In the data that follows, each entry is to be restated exactly.

Segment Start: DATA SUPPLIED

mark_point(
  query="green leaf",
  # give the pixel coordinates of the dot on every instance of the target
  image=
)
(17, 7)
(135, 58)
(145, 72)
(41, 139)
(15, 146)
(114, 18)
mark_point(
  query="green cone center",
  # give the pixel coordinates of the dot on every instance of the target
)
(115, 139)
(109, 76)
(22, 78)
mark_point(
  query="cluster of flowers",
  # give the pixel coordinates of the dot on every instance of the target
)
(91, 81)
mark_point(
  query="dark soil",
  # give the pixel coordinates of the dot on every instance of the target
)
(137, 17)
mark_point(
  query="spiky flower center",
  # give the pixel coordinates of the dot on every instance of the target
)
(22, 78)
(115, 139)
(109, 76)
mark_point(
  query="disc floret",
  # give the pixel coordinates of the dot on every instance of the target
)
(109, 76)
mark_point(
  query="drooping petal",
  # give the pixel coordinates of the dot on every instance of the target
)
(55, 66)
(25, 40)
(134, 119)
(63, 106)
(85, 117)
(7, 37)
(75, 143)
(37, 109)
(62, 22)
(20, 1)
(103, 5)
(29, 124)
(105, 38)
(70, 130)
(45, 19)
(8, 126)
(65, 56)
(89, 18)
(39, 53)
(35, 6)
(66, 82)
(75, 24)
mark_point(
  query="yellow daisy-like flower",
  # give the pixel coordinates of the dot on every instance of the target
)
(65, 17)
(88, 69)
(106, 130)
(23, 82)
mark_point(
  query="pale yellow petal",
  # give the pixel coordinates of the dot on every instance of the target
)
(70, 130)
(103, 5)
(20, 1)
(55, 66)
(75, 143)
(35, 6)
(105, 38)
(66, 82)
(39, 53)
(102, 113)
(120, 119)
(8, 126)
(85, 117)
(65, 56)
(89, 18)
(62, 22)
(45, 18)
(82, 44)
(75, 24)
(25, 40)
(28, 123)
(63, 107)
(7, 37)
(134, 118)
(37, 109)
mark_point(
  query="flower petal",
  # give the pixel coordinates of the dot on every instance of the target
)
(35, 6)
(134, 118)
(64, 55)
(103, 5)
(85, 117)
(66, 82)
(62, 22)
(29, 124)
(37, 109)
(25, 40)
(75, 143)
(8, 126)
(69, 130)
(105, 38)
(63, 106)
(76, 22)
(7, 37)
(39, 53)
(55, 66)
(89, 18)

Segment End: DATA SUPPLIED

■ FINISHED EXERCISE ■
mark_point(
  query="green leaf",
  # give the pixel coordinates of the dot on every instance of the target
  image=
)
(17, 7)
(135, 58)
(145, 72)
(41, 139)
(15, 146)
(114, 18)
mark_point(
  query="green cone center",
  # give the pixel coordinates of the dot on every instance of the target
)
(115, 139)
(109, 76)
(22, 78)
mark_point(
  query="cluster of flowers",
  # give the pixel coordinates of the dot on every instance of the target
)
(91, 81)
mark_point(
  query="dark soil",
  # give the pixel coordinates of the dot on every instance of the target
)
(137, 17)
mark_point(
  query="spiky flower center",
  # give the pixel coordinates of the dot on every instance of the target
)
(22, 78)
(115, 139)
(109, 76)
mark_point(
  query="disc floret",
  # give the pixel coordinates of the dot on every instance of the target
)
(109, 76)
mark_point(
  query="drooping petal",
  # give the pixel coordinates of the dot on every instance of the target
)
(55, 66)
(25, 40)
(134, 119)
(63, 106)
(85, 117)
(7, 37)
(75, 143)
(37, 109)
(62, 22)
(20, 1)
(103, 5)
(29, 124)
(105, 38)
(70, 130)
(45, 19)
(8, 126)
(65, 56)
(89, 18)
(39, 53)
(35, 6)
(66, 82)
(75, 24)
mark_point(
  query="yellow daisy-like flower",
  # give the pixel coordinates of the dot on every instance of the target
)
(65, 17)
(88, 69)
(106, 130)
(23, 82)
mark_point(
  query="pale yellow petal",
  # give the pixel coordinates of the dot on every instance of the target
)
(70, 130)
(103, 5)
(20, 1)
(55, 66)
(75, 143)
(35, 6)
(105, 38)
(66, 82)
(39, 53)
(102, 113)
(120, 119)
(8, 126)
(85, 117)
(65, 56)
(89, 18)
(62, 22)
(45, 18)
(82, 44)
(75, 24)
(25, 40)
(28, 123)
(63, 107)
(7, 37)
(134, 118)
(37, 109)
mark_point(
  query="flower petal",
  # give the pixel coordinates of the dot on every instance of the target
)
(35, 6)
(134, 118)
(64, 55)
(103, 5)
(85, 117)
(66, 82)
(62, 22)
(29, 124)
(37, 109)
(25, 40)
(75, 143)
(8, 126)
(69, 130)
(105, 38)
(63, 106)
(76, 22)
(7, 37)
(39, 53)
(55, 66)
(89, 18)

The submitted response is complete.